> Provided information
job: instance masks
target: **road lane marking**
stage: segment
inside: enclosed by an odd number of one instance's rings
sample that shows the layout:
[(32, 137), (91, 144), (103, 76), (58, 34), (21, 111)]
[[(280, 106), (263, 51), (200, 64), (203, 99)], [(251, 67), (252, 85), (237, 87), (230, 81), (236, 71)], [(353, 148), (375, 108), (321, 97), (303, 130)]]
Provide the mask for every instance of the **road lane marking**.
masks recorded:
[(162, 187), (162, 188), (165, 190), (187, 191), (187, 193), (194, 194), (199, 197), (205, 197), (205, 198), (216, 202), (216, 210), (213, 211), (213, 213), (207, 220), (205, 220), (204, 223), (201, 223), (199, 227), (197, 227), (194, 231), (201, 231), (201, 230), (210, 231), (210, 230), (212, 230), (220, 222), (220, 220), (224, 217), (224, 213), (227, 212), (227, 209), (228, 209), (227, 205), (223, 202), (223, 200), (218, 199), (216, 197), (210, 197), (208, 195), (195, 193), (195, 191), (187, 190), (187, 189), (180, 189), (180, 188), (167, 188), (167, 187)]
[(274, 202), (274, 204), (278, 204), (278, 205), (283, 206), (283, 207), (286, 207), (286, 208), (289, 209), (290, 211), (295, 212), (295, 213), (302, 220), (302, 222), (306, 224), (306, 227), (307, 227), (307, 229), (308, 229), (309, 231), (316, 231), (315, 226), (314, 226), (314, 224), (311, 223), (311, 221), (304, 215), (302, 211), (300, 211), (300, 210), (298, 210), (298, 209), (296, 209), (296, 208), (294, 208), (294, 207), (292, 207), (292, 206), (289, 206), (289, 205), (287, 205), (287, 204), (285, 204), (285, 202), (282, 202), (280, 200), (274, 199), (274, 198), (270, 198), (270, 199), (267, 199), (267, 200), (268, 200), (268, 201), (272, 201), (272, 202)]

> Exercise
Count how many lines of the data above contain the string "instance", treating uppercase and lowercase letters as different. Reply with the number alone.

> Result
3